> [Supplied entries]:
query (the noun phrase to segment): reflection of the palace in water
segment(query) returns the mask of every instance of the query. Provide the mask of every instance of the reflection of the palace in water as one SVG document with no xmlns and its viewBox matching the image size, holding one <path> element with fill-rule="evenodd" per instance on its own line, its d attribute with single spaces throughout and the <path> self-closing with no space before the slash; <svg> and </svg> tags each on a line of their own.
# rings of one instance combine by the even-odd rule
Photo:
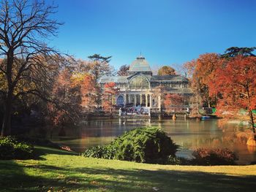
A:
<svg viewBox="0 0 256 192">
<path fill-rule="evenodd" d="M 124 131 L 136 127 L 158 126 L 180 145 L 178 155 L 190 155 L 200 147 L 229 148 L 238 153 L 239 162 L 248 164 L 256 161 L 255 147 L 247 147 L 244 140 L 235 137 L 238 125 L 226 124 L 220 128 L 217 120 L 197 122 L 192 120 L 113 119 L 86 121 L 81 126 L 66 128 L 68 137 L 55 137 L 53 141 L 83 151 L 97 145 L 108 144 Z M 56 133 L 58 134 L 58 133 Z"/>
</svg>

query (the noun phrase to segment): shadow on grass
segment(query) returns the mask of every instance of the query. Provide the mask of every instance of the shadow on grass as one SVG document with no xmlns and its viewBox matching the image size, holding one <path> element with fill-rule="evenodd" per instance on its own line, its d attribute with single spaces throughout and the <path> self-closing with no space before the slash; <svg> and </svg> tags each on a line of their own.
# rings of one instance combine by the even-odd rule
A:
<svg viewBox="0 0 256 192">
<path fill-rule="evenodd" d="M 19 165 L 0 161 L 1 191 L 252 191 L 255 176 L 227 176 L 205 172 L 122 170 L 104 167 L 73 168 Z M 33 176 L 31 172 L 33 172 Z M 37 174 L 35 173 L 38 172 Z"/>
<path fill-rule="evenodd" d="M 47 147 L 42 146 L 35 146 L 34 150 L 34 159 L 37 160 L 45 160 L 42 155 L 45 155 L 47 154 L 55 154 L 55 155 L 77 155 L 78 153 L 75 152 L 69 152 L 67 150 L 50 148 Z"/>
</svg>

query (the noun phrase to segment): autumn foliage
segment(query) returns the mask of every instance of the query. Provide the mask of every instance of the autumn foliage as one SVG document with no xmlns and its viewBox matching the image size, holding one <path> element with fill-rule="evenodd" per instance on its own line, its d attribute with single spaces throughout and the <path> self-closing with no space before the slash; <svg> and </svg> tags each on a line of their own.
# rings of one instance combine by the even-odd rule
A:
<svg viewBox="0 0 256 192">
<path fill-rule="evenodd" d="M 211 104 L 216 103 L 216 98 L 209 95 L 208 85 L 215 78 L 216 70 L 222 61 L 216 53 L 205 53 L 184 64 L 198 104 L 211 107 Z"/>
<path fill-rule="evenodd" d="M 252 110 L 256 109 L 256 57 L 238 55 L 225 60 L 209 82 L 210 96 L 218 97 L 217 115 L 237 116 L 244 110 L 254 132 Z"/>
<path fill-rule="evenodd" d="M 167 113 L 176 112 L 180 108 L 178 106 L 182 105 L 184 96 L 178 94 L 167 93 L 164 96 L 163 106 Z M 177 108 L 178 107 L 178 108 Z"/>
<path fill-rule="evenodd" d="M 105 84 L 102 94 L 102 107 L 105 111 L 112 111 L 115 104 L 115 96 L 118 93 L 118 88 L 116 87 L 114 82 Z"/>
</svg>

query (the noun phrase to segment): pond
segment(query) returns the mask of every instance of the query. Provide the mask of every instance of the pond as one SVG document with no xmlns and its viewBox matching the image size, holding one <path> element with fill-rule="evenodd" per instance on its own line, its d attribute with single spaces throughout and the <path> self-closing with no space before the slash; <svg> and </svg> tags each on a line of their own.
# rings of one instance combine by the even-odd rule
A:
<svg viewBox="0 0 256 192">
<path fill-rule="evenodd" d="M 59 137 L 55 133 L 53 142 L 82 152 L 91 146 L 108 144 L 126 131 L 144 126 L 158 126 L 167 132 L 180 146 L 177 153 L 178 156 L 191 158 L 192 152 L 200 147 L 227 147 L 238 155 L 239 164 L 256 161 L 255 148 L 247 147 L 244 140 L 235 137 L 235 130 L 243 128 L 235 123 L 227 123 L 220 127 L 218 120 L 197 122 L 182 119 L 175 121 L 170 119 L 96 119 L 86 121 L 78 127 L 66 128 L 66 137 Z"/>
</svg>

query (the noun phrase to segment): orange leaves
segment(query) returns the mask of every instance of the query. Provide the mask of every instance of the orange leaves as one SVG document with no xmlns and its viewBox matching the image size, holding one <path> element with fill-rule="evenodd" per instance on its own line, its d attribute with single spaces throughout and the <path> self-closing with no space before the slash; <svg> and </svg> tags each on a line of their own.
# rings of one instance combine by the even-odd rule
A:
<svg viewBox="0 0 256 192">
<path fill-rule="evenodd" d="M 82 107 L 84 110 L 92 110 L 96 107 L 99 88 L 92 75 L 86 74 L 80 84 Z"/>
<path fill-rule="evenodd" d="M 175 110 L 176 106 L 182 105 L 184 96 L 178 94 L 167 93 L 165 95 L 163 105 L 167 112 Z"/>
<path fill-rule="evenodd" d="M 219 110 L 256 108 L 256 57 L 238 55 L 225 61 L 215 75 L 209 83 L 210 94 L 219 96 Z"/>
<path fill-rule="evenodd" d="M 119 89 L 116 87 L 114 82 L 110 82 L 104 85 L 103 108 L 105 111 L 110 111 L 115 103 L 115 96 L 118 93 Z"/>
</svg>

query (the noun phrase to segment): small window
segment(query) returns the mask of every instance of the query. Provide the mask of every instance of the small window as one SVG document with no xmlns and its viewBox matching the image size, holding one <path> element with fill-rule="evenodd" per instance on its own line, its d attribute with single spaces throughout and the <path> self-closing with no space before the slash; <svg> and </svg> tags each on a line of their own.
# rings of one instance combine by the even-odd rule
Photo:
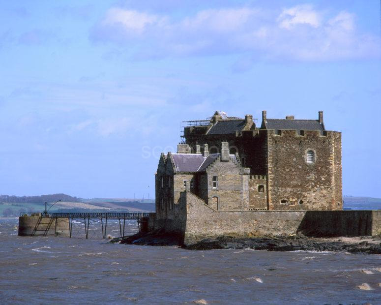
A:
<svg viewBox="0 0 381 305">
<path fill-rule="evenodd" d="M 217 188 L 218 186 L 218 180 L 216 176 L 213 176 L 213 188 Z"/>
<path fill-rule="evenodd" d="M 313 163 L 315 162 L 315 152 L 313 151 L 308 151 L 307 152 L 307 163 Z"/>
</svg>

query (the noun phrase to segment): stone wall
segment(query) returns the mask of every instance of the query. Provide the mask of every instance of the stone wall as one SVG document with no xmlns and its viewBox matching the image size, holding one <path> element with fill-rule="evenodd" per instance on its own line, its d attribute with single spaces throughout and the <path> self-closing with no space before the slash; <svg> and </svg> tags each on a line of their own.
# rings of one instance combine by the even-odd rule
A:
<svg viewBox="0 0 381 305">
<path fill-rule="evenodd" d="M 31 236 L 40 219 L 39 216 L 21 216 L 19 217 L 19 235 Z M 56 221 L 57 219 L 57 226 Z M 36 228 L 33 236 L 42 236 L 49 226 L 46 232 L 47 236 L 69 236 L 69 219 L 67 218 L 51 218 L 42 217 Z"/>
<path fill-rule="evenodd" d="M 372 212 L 372 235 L 381 236 L 381 211 Z"/>
<path fill-rule="evenodd" d="M 269 210 L 342 209 L 335 200 L 335 133 L 340 133 L 268 130 Z M 314 153 L 313 163 L 306 162 L 309 151 Z"/>
<path fill-rule="evenodd" d="M 249 209 L 250 211 L 267 210 L 266 193 L 266 176 L 250 175 L 249 180 Z"/>
<path fill-rule="evenodd" d="M 240 166 L 232 157 L 228 161 L 216 159 L 206 169 L 206 175 L 208 190 L 206 203 L 219 211 L 249 210 L 249 176 L 241 173 Z M 218 178 L 217 188 L 213 188 L 214 176 Z M 215 198 L 218 199 L 218 205 Z"/>
<path fill-rule="evenodd" d="M 184 192 L 186 206 L 184 243 L 222 235 L 361 236 L 381 234 L 381 211 L 216 211 L 199 197 Z"/>
</svg>

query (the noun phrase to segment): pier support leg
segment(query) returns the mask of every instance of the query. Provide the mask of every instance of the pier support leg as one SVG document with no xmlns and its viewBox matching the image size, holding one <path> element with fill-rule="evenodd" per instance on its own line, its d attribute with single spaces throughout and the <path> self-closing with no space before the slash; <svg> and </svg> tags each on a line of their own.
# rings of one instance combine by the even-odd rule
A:
<svg viewBox="0 0 381 305">
<path fill-rule="evenodd" d="M 103 218 L 101 218 L 101 223 L 102 224 L 102 238 L 104 238 L 105 234 L 103 232 Z"/>
<path fill-rule="evenodd" d="M 70 221 L 71 219 L 71 221 Z M 70 235 L 70 238 L 71 238 L 71 232 L 73 230 L 73 218 L 69 218 L 69 232 Z"/>
<path fill-rule="evenodd" d="M 126 217 L 123 218 L 123 237 L 124 237 L 124 226 L 126 224 Z"/>
<path fill-rule="evenodd" d="M 107 217 L 106 217 L 106 222 L 105 223 L 105 235 L 103 236 L 103 238 L 106 238 L 106 230 L 107 229 Z"/>
</svg>

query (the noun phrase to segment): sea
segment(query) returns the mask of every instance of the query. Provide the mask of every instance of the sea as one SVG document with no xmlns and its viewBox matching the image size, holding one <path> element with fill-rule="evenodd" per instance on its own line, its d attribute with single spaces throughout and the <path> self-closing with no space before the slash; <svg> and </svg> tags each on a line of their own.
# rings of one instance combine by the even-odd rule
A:
<svg viewBox="0 0 381 305">
<path fill-rule="evenodd" d="M 381 304 L 380 255 L 111 244 L 79 221 L 71 239 L 19 237 L 18 222 L 0 218 L 1 304 Z"/>
</svg>

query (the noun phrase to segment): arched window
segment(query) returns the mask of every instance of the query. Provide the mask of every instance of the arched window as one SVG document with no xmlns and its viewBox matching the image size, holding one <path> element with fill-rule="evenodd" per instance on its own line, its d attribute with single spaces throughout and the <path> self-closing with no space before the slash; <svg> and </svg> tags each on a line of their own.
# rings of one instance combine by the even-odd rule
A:
<svg viewBox="0 0 381 305">
<path fill-rule="evenodd" d="M 315 162 L 315 152 L 313 151 L 308 151 L 307 152 L 307 163 L 313 163 Z"/>
</svg>

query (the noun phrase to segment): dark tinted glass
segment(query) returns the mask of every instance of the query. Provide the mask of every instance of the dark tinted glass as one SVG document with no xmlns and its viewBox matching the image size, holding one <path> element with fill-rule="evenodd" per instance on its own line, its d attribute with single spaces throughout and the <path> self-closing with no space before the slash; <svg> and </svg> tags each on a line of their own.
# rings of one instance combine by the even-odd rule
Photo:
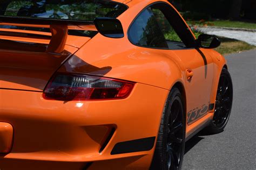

> [Task directions]:
Rewrite the lines starting at "query (the noun phrase to segment): stone" and ending at "of the stone", replacing "stone wall" with "brick wall" and leaving everything else unchanged.

> [Finished task]:
query (the noun phrase to segment): brick wall
segment(query) returns the mask of every instance of the query. Provide the mask of every instance of the brick wall as one SVG document with no xmlns and its viewBox matching the image size, holding one <path> element with fill-rule="evenodd" per instance on its own line, its d attribute with single spaces throughout and the <path> self-closing with no space before the slash; <svg> and </svg> tags each on a line of their own.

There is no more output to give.